What needs to be done:
Extract the records in full, leaving every picture out.

Stored records:

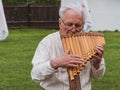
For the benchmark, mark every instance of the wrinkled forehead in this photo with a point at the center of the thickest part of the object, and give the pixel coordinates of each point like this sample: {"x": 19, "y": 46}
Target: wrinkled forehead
{"x": 72, "y": 13}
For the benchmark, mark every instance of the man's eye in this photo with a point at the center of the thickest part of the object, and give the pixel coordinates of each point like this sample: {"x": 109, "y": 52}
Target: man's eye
{"x": 69, "y": 24}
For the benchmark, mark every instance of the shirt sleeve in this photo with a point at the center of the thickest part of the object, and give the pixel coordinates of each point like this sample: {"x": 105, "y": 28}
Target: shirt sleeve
{"x": 41, "y": 63}
{"x": 97, "y": 73}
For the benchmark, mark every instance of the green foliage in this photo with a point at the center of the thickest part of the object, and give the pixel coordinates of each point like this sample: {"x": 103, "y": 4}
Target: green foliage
{"x": 16, "y": 53}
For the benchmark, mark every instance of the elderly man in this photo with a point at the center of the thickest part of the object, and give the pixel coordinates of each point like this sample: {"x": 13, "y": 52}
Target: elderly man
{"x": 50, "y": 63}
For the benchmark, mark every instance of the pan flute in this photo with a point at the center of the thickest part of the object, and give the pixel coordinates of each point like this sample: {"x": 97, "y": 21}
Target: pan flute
{"x": 82, "y": 44}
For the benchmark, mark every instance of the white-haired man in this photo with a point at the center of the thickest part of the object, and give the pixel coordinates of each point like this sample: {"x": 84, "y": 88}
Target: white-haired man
{"x": 50, "y": 63}
{"x": 84, "y": 4}
{"x": 3, "y": 26}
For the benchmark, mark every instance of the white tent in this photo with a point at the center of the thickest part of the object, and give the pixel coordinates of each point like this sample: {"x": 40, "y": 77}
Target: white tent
{"x": 3, "y": 26}
{"x": 105, "y": 14}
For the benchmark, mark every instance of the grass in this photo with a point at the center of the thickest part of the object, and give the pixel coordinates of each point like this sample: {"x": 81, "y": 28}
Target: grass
{"x": 17, "y": 50}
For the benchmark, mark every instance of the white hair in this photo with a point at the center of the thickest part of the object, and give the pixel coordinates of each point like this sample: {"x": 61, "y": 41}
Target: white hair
{"x": 76, "y": 7}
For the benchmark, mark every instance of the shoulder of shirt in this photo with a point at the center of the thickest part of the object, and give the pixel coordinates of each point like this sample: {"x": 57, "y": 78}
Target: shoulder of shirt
{"x": 51, "y": 37}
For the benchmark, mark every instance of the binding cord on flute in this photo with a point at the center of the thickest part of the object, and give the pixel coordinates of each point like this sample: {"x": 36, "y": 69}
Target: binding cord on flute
{"x": 82, "y": 44}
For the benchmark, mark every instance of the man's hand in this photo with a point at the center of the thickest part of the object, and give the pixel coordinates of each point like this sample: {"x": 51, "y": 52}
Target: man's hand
{"x": 66, "y": 60}
{"x": 98, "y": 56}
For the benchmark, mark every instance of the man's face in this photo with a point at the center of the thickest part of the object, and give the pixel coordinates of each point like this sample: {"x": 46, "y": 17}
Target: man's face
{"x": 72, "y": 22}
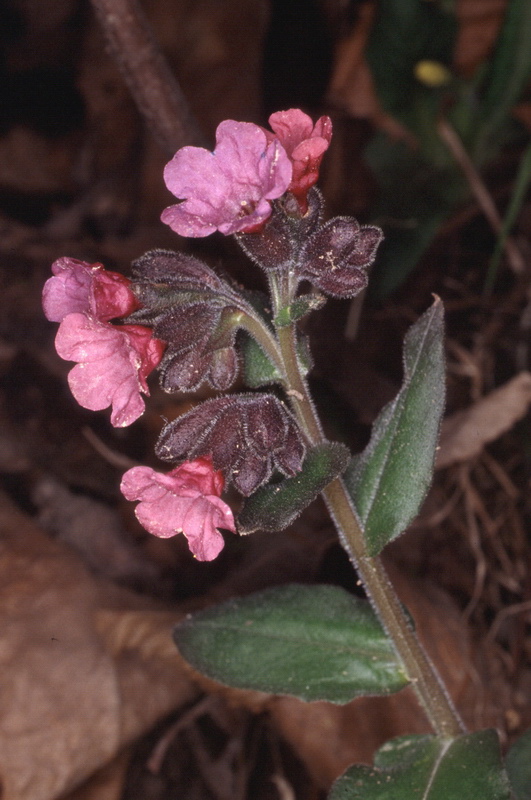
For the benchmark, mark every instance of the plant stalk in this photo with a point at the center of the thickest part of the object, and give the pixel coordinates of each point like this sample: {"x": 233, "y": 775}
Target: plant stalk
{"x": 422, "y": 674}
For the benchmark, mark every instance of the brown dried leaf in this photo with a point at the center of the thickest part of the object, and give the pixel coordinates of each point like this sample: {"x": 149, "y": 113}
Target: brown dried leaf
{"x": 81, "y": 677}
{"x": 465, "y": 433}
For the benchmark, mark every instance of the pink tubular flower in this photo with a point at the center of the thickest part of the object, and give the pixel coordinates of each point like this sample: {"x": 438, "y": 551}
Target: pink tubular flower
{"x": 77, "y": 286}
{"x": 185, "y": 500}
{"x": 228, "y": 190}
{"x": 305, "y": 144}
{"x": 114, "y": 362}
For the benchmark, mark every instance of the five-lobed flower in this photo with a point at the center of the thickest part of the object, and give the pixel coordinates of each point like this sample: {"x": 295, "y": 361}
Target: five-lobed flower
{"x": 113, "y": 360}
{"x": 185, "y": 500}
{"x": 244, "y": 436}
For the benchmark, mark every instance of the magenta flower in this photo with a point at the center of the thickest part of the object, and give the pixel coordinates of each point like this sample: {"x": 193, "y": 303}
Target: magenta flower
{"x": 230, "y": 189}
{"x": 77, "y": 286}
{"x": 305, "y": 145}
{"x": 185, "y": 500}
{"x": 113, "y": 364}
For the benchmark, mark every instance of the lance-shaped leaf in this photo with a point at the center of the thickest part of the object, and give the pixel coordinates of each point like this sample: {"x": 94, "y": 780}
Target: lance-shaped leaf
{"x": 312, "y": 642}
{"x": 274, "y": 507}
{"x": 518, "y": 766}
{"x": 389, "y": 480}
{"x": 428, "y": 768}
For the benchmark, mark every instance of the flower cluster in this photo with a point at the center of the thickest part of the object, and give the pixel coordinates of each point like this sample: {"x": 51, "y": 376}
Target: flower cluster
{"x": 247, "y": 436}
{"x": 185, "y": 320}
{"x": 231, "y": 189}
{"x": 113, "y": 360}
{"x": 185, "y": 500}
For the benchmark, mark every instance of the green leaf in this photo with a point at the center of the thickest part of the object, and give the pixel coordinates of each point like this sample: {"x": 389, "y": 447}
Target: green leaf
{"x": 275, "y": 506}
{"x": 258, "y": 370}
{"x": 429, "y": 768}
{"x": 389, "y": 480}
{"x": 508, "y": 73}
{"x": 312, "y": 642}
{"x": 518, "y": 766}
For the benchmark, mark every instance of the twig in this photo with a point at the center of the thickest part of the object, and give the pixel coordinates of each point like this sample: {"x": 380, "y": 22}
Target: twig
{"x": 480, "y": 192}
{"x": 147, "y": 74}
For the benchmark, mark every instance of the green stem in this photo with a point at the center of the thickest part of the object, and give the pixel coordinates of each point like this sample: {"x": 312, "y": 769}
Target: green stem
{"x": 427, "y": 684}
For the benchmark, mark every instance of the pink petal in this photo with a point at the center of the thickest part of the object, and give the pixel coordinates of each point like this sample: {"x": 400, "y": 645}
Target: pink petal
{"x": 79, "y": 287}
{"x": 227, "y": 190}
{"x": 305, "y": 144}
{"x": 112, "y": 366}
{"x": 68, "y": 291}
{"x": 169, "y": 504}
{"x": 112, "y": 296}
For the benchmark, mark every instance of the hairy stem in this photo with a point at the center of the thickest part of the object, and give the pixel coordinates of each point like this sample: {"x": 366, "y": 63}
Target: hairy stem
{"x": 427, "y": 684}
{"x": 147, "y": 74}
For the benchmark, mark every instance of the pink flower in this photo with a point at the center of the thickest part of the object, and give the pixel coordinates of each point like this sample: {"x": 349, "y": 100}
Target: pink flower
{"x": 114, "y": 362}
{"x": 228, "y": 190}
{"x": 77, "y": 286}
{"x": 305, "y": 144}
{"x": 185, "y": 500}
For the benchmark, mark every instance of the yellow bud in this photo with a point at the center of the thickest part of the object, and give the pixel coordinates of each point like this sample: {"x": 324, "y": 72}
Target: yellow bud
{"x": 432, "y": 73}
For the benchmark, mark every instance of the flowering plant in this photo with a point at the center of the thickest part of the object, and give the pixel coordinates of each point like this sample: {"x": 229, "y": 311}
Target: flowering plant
{"x": 178, "y": 316}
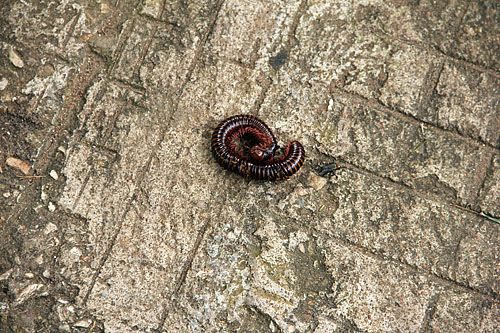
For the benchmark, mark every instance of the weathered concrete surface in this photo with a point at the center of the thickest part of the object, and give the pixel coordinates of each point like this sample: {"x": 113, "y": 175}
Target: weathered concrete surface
{"x": 126, "y": 223}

Response below:
For the benchmark, mark every instance of the wrinkled forehead in this photo with a point at the center of the thickest part of the object, and give the pixel coordinates of each point like this sample: {"x": 19, "y": 46}
Target: wrinkled forehead
{"x": 72, "y": 13}
For the benchmark, mark every instance of the man's eye in this photo with a point at the center of the thickest part of the object, and give the pixel coordinates of each point like this sample: {"x": 109, "y": 52}
Target: man's eye
{"x": 69, "y": 24}
For the benchmark, mark every instance of the shirt sleeve in this photo with a point at the center of the thickest part of the object, and give the pixel coordinates of each point like this sample: {"x": 105, "y": 28}
Target: shirt sleeve
{"x": 41, "y": 63}
{"x": 97, "y": 73}
For the benchmark, mark every instance of the green foliage in this photo with a point at the center of the thickest part of the object, and give the pixel coordinates of each point like this sample: {"x": 103, "y": 4}
Target: green foliage
{"x": 16, "y": 53}
For the benchmark, mark every instance of the elderly man in this photo with a point at the center of the thickest part of the object, and give the pixel coordinates of each point like this sample: {"x": 13, "y": 52}
Target: elderly man
{"x": 50, "y": 63}
For the benchmark, mark every instance of the pan flute in this photo with a point at the center of the thickest part of the object, and give the pixel coordinates of each point like this sample: {"x": 97, "y": 21}
Target: pan flute
{"x": 82, "y": 44}
For the benchmark, mark every instance of the white-haired man in this photo with a point at the center of the thickest part of the object, and give the pixel coordinates of each point like this sample: {"x": 84, "y": 88}
Target: white-haired man
{"x": 50, "y": 63}
{"x": 84, "y": 4}
{"x": 3, "y": 26}
For the benchmark, mark every instance of the white tent in this photo with a point at the center of the thickest part of the object, and give the pixel coordinates of each point like this sample: {"x": 40, "y": 77}
Target: white tent
{"x": 3, "y": 26}
{"x": 105, "y": 14}
For the benchmark, mark every instance of the grass in this photo with a point at the center of the thickest part of the object, and give the pixel coordinates of each point like this sample: {"x": 81, "y": 28}
Target: grass
{"x": 17, "y": 50}
For the benchmark, mark every instance of the white hair in this photo with a point at the center of the thickest part of the object, and give the pixel coordinates of each point like this sample: {"x": 61, "y": 41}
Target: white hair
{"x": 76, "y": 7}
For the benchmark, mark every instance of the shoulder of shirt in this photo with a point at the center of the thickest part of the object, and give the pixel coordinates of each point like this sample: {"x": 57, "y": 78}
Target: shoulder of shirt
{"x": 51, "y": 37}
For the benchmark, mark every instance of the binding cord on flute in this photo with a point at the center of the thickest part of the object, and give the pixel coordinates of each point like this sample: {"x": 36, "y": 69}
Target: binding cord on flute
{"x": 82, "y": 44}
For the benchmark, mark every instance of the man's hand in this photo with a point at the center of the thickest part of the object, and give the pixel coordinates of each point like this sample: {"x": 51, "y": 52}
Target: man's hand
{"x": 66, "y": 60}
{"x": 98, "y": 56}
For the benchmark, mark every instance of the man's face in this photo with a point at the center of the thickest part of the object, and give the pixel coordinates of each point like this sample: {"x": 46, "y": 17}
Target: man's face
{"x": 72, "y": 22}
For the benchmark, mark every instance of the plant stalk in this photo with a point at the center of the thickest part of the object, and give the pixel coordinates of each point like this sample: {"x": 233, "y": 775}
Target: plant stalk
{"x": 422, "y": 674}
For the benchmark, mark every instance of the brown dried leaf in this photo with a point at the center of the thickest part of the object, and give the pixel coordinates of each point like this sample: {"x": 149, "y": 113}
Target: brown dried leaf
{"x": 81, "y": 677}
{"x": 465, "y": 433}
For the benchmark, mark every instance of the pink tubular flower in this photo with a point at the center of the thickest part of the object, and give the pixel coordinates of each point like this sample: {"x": 438, "y": 551}
Target: pink tubular flower
{"x": 77, "y": 286}
{"x": 185, "y": 500}
{"x": 228, "y": 190}
{"x": 305, "y": 144}
{"x": 114, "y": 362}
For the benchmark, mark every instance of the five-lobed flower in this photo with a point at the center of the thickest part of the object, and give the pixel coordinates of each point like this sample: {"x": 295, "y": 361}
Target: five-lobed flower
{"x": 113, "y": 360}
{"x": 185, "y": 500}
{"x": 244, "y": 436}
For the benchmark, mark every instance of the magenta flower in this photo with a point at the center of the thickest part of the object, and give the pixel coordinates of each point like this sample: {"x": 193, "y": 303}
Target: magenta flower
{"x": 230, "y": 189}
{"x": 77, "y": 286}
{"x": 305, "y": 145}
{"x": 185, "y": 500}
{"x": 113, "y": 364}
For the benchmark, mark every instance of the lance-shaped leaf in this photo with a point at the center of the thickest part of the object, and give the pixel coordinates of each point like this sample: {"x": 94, "y": 780}
Target: lance-shaped leaf
{"x": 312, "y": 642}
{"x": 274, "y": 507}
{"x": 518, "y": 766}
{"x": 389, "y": 480}
{"x": 428, "y": 768}
For the benchmark, mark every instance of the flower cluster in this photo with a point at the center of the thickest part of the object, and give the pixel coordinates of each point like this sample: {"x": 51, "y": 376}
Target: flower cluster
{"x": 247, "y": 436}
{"x": 185, "y": 320}
{"x": 231, "y": 189}
{"x": 113, "y": 360}
{"x": 185, "y": 500}
For the benchmark, mark every instance of the green leaf in this photo with a point at the center of the thickest part of the object, and give the pixel coordinates of each point like this sample: {"x": 389, "y": 447}
Target: green leaf
{"x": 275, "y": 506}
{"x": 258, "y": 370}
{"x": 429, "y": 768}
{"x": 389, "y": 480}
{"x": 508, "y": 73}
{"x": 312, "y": 642}
{"x": 518, "y": 766}
For the benchmark, mark every instance of the twig in this photo with a point at the center of the thickest part of the object, and give the pixel coordinates of each point like this sample: {"x": 380, "y": 22}
Target: twig
{"x": 480, "y": 192}
{"x": 147, "y": 74}
For the benchmark, mark every instance of the green stem in this photo with a point at the center of the thickest part of the object, and give the pixel coordinates of each point like this sample: {"x": 312, "y": 769}
Target: green stem
{"x": 427, "y": 684}
For the benchmark, mark every instance of the pink petal in this photo with a point at the center of the thickest part of the object, and give the pixel coordinates of each point like this sample: {"x": 400, "y": 645}
Target: pink petal
{"x": 79, "y": 287}
{"x": 227, "y": 190}
{"x": 305, "y": 144}
{"x": 112, "y": 366}
{"x": 68, "y": 291}
{"x": 169, "y": 504}
{"x": 112, "y": 296}
For the benchmark, mark every instance of the hairy stem in this photo with a point at the center of the thickest part of the object, and give the pixel coordinates of each point like this sample: {"x": 366, "y": 63}
Target: hairy stem
{"x": 427, "y": 684}
{"x": 147, "y": 74}
For the benchmark, mark every instance of the pink flower in this photo with a point at the center of the thickest part of the object, and give the pixel coordinates of each point like this sample: {"x": 349, "y": 100}
Target: pink flower
{"x": 114, "y": 362}
{"x": 228, "y": 190}
{"x": 77, "y": 286}
{"x": 305, "y": 144}
{"x": 185, "y": 500}
For the benchmark, mark every instance of the yellow bud in this photo with a point at the center of the thickest part of the object, and give the pixel coordinates of each point like this sample: {"x": 324, "y": 72}
Target: yellow bud
{"x": 432, "y": 73}
For the benchmark, mark every instance of the flowering plant in this photo with a point at the center of the thickest part of the object, and give the pixel coordinates of each point like this sample: {"x": 229, "y": 311}
Target: flowering plant
{"x": 178, "y": 316}
For the benchmark, mark every instance of the weathered concrete surface in this photo with a point at the center of the thickest part of the object, and give the pixel coordinates of each point like this sample: {"x": 113, "y": 175}
Target: weathered concrete surface
{"x": 126, "y": 223}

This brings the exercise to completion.